What you need to do: Please reproduce every record, keeping each one exactly as written.

────────────────

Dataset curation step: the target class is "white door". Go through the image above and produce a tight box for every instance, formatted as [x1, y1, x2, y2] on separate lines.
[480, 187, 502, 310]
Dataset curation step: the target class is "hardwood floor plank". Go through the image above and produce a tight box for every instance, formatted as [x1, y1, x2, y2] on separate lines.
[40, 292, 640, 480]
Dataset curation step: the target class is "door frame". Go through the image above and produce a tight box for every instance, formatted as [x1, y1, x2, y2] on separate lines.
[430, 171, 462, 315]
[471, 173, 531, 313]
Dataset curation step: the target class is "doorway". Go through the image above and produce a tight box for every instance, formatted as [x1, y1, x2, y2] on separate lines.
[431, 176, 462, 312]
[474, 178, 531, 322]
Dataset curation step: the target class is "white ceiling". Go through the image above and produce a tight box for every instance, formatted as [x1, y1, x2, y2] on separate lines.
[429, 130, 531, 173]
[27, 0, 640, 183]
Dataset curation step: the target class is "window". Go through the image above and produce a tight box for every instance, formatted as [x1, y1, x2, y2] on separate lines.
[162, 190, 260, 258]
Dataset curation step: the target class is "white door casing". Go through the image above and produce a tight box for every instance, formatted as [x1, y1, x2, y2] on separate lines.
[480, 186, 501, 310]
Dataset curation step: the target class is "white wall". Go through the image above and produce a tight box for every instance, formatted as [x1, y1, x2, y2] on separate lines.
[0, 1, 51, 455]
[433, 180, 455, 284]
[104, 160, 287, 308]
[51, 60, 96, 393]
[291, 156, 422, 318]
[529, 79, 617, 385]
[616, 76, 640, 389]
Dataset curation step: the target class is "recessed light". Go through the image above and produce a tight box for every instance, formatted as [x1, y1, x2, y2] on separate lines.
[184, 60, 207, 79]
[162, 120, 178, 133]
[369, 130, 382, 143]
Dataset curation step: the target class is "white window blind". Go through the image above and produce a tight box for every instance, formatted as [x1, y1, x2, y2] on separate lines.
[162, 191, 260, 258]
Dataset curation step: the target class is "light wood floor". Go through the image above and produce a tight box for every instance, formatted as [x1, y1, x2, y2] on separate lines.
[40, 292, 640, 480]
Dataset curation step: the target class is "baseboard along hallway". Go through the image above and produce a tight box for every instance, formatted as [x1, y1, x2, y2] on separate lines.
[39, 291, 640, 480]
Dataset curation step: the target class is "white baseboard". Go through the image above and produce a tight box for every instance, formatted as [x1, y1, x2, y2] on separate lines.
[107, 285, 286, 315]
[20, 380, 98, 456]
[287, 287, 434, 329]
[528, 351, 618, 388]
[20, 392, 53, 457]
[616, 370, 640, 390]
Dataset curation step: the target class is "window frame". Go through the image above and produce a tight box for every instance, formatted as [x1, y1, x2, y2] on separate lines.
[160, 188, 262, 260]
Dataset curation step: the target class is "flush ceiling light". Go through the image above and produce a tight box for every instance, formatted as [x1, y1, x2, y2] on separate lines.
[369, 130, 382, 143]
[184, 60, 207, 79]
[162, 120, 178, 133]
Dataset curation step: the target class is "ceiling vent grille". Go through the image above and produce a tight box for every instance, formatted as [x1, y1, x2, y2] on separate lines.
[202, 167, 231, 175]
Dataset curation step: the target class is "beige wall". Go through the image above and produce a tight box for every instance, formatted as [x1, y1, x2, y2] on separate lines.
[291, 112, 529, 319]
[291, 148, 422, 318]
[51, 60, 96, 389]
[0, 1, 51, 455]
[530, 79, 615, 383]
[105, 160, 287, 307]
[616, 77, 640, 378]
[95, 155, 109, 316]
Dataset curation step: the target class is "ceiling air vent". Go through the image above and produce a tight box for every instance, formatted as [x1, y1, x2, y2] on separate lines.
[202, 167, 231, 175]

────────────────

Exercise output:
Dataset curation step: the target class is "white door". Go through the image above and produce a tight box for every instance, formatted as [x1, y1, x2, y2] on separate lines.
[480, 187, 502, 310]
Dataset curation step: the target class is "hardwood floor plank". Go through the image above and produce a tight box for every instance, formatted as [x1, y1, x2, y2] on separate lines.
[40, 292, 640, 480]
Dataset curation step: the target class is "door frame". Go through the image above and produce a tight box for every instance, formatted as [x1, y1, x2, y2] on separate lines.
[430, 171, 462, 315]
[471, 173, 531, 313]
Dataset curation step: the target class is "doorway". Go through the image above and produce a tight box for every instance, formatted as [x1, y1, x2, y2] on separate lines.
[431, 176, 462, 312]
[474, 178, 531, 322]
Dataset curation step: the target class is "white ceiling". Go through the image above and produce a tight box for every instance, formatted as [x1, y1, x2, y2] on separate lines.
[429, 130, 531, 173]
[27, 0, 640, 183]
Dataset curation step: the target class is "window". Go through the image above and produce a tight box for every instance, formatted as [x1, y1, x2, y2] on separate lines.
[162, 190, 260, 258]
Dataset curation step: the target class is "white door casing". Go through the image above and produce a tight box for every instance, formatted as [x1, y1, x2, y2] on separate lines.
[480, 186, 501, 310]
Dataset curation step: the target class is "white wall". Go through the image above and produce a tight box for every instance, formatted as [x1, y1, x2, y2] on separate lines.
[0, 1, 51, 455]
[433, 180, 455, 284]
[104, 160, 287, 308]
[51, 60, 96, 393]
[291, 156, 422, 318]
[529, 79, 617, 385]
[616, 76, 640, 389]
Dataset curation step: the target class is "recessed light". Go through the image above and produce a tight box for every instance, formatted as [x1, y1, x2, y2] on separate lines.
[184, 60, 207, 79]
[162, 120, 178, 133]
[369, 130, 382, 143]
Dataset curation step: the target class is "white window blind". Go through the image above and produce a tight box for every instance, formatted as [x1, y1, x2, y2] on separate lines.
[162, 191, 260, 258]
Dataset curation step: the target class is "light wood floor". Go through the image above and produce a tight box for every instance, formatted as [x1, y1, x2, y2] on separate lines.
[40, 292, 640, 480]
Dataset curation step: the target class is "baseboard along hallway". Go through the image above and produce a tight box for every instance, formatted as [x1, y1, x2, y2] on separate lines.
[39, 291, 640, 480]
Dataset curation step: the target class is "white baseboard". Go through the image above and produce a tight box for every instance, formatted as [x1, y1, x2, y2] on separate lines.
[107, 285, 286, 315]
[20, 380, 98, 456]
[287, 287, 434, 329]
[528, 351, 618, 388]
[20, 392, 53, 457]
[616, 370, 640, 390]
Dataset curation step: the target class is "window frame". Go through the image above and produce a tight box for every instance, formatted as [x1, y1, x2, y2] on separate lines.
[160, 188, 262, 260]
Dataset curation step: the target class is "flush ceiling light". Go through the image above and produce a tight box for every instance, formatted as [x1, y1, x2, y2] on separate lines.
[369, 130, 382, 143]
[184, 60, 207, 79]
[162, 120, 178, 133]
Dataset curation step: the target class is "ceiling vent grille". Go through the image above and produce a tight box for every instance, formatted as [x1, y1, x2, y2] on separate lines.
[202, 167, 231, 175]
Dataset curation step: the target class is "beige wall". Go through the image above and produce a tight box for every instance, formatted as [x1, y1, x2, y2] on separate lines.
[291, 112, 529, 319]
[291, 148, 422, 318]
[51, 60, 96, 389]
[0, 1, 51, 455]
[530, 79, 615, 383]
[105, 160, 287, 307]
[616, 77, 640, 378]
[95, 155, 109, 316]
Dataset curation step: the target class is "ceiling air vent". Go through the image above and produce a tight box for every instance, formatted as [x1, y1, x2, y2] on separate lines.
[202, 167, 231, 175]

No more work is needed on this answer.